PROBLEM STATEMENT: Pull out each line of the records below that contains the string "driftwood". Treat uppercase and lowercase as different.

# Start of DATA FOR PROCESSING

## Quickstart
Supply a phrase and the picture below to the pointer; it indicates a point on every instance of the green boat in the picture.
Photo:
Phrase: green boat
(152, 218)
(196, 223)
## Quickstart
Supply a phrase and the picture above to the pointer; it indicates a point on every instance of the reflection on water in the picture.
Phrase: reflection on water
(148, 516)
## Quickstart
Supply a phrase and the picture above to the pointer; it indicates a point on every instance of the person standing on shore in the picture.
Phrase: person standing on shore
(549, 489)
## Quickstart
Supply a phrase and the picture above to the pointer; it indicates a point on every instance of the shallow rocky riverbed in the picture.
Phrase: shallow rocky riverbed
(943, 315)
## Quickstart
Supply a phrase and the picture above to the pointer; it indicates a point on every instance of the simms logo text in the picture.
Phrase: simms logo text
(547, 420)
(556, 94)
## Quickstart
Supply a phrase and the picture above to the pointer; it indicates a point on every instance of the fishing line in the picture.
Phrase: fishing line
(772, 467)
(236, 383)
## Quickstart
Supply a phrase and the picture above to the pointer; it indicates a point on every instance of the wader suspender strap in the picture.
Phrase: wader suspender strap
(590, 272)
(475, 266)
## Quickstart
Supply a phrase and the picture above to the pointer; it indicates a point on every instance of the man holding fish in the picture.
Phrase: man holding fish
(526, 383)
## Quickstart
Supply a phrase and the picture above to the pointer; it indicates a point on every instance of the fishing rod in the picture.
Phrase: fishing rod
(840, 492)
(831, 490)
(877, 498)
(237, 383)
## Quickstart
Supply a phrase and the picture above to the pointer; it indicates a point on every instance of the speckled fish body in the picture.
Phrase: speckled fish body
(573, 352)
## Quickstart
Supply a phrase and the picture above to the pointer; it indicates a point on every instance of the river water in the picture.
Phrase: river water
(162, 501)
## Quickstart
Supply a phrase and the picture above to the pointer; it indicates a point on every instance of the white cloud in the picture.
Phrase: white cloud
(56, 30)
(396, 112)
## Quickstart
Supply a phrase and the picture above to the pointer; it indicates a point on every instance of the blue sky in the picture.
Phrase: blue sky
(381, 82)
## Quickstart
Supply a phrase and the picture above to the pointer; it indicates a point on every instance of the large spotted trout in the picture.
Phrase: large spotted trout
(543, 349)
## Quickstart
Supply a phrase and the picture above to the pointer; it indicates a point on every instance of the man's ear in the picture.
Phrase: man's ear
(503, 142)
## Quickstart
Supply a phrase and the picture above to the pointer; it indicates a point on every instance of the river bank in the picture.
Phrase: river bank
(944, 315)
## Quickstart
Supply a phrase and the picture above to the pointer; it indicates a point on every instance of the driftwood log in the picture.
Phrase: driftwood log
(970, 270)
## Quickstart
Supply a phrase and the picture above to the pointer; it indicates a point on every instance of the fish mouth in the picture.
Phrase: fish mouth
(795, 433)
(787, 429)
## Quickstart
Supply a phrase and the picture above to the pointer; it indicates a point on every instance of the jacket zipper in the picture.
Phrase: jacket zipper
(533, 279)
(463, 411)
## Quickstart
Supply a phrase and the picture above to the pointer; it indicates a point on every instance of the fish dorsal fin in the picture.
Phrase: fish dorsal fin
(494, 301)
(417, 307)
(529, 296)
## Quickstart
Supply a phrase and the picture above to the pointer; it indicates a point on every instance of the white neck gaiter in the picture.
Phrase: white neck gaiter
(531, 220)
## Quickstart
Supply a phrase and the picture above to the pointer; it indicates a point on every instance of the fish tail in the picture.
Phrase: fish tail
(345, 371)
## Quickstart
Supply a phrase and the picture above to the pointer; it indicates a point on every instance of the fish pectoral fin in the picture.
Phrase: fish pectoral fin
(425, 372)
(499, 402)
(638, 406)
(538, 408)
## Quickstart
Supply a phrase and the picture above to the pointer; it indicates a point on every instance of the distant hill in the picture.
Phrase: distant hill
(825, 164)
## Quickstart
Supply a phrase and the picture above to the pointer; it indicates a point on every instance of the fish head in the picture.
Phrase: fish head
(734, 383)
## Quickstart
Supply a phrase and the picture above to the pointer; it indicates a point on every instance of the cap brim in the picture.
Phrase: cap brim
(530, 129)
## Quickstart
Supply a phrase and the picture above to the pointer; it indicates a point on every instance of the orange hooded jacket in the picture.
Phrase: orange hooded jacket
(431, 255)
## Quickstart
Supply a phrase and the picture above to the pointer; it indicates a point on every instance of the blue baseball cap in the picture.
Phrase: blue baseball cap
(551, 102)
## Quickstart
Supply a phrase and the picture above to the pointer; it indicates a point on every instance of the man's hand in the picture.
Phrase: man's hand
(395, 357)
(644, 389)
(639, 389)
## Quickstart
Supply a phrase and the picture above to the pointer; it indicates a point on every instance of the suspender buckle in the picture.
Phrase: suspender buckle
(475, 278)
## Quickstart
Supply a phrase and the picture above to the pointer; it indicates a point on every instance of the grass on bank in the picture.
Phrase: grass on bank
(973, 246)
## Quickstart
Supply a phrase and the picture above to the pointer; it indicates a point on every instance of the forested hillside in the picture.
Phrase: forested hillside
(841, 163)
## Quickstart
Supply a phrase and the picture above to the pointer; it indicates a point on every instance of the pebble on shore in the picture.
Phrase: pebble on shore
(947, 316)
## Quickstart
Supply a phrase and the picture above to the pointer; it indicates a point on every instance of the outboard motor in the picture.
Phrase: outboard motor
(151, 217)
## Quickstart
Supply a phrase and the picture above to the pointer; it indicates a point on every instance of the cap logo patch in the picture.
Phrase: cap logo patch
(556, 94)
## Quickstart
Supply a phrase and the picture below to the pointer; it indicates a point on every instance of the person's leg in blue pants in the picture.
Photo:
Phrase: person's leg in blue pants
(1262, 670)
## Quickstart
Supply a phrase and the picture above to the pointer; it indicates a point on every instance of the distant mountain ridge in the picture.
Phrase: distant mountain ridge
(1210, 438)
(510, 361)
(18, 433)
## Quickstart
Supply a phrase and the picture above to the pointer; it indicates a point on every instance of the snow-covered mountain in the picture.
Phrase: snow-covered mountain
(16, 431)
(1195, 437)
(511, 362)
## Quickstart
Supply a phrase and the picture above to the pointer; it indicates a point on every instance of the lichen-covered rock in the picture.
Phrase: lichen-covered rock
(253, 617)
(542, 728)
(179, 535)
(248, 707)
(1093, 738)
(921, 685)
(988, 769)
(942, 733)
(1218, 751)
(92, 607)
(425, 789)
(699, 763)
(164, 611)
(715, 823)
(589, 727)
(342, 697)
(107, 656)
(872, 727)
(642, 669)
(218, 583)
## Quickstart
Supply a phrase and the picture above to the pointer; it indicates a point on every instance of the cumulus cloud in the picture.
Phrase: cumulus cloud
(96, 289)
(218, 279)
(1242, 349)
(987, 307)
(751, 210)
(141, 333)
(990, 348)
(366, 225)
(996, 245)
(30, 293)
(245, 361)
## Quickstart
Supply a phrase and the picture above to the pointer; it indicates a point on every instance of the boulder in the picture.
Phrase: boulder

# End of DATA FOR PROCESSING

RESULT FOR THIS TASK:
Supply a phrase and the picture above to the pointer; it indicates a point on every instance of the driftwood log in the picture.
Phrase: driftwood log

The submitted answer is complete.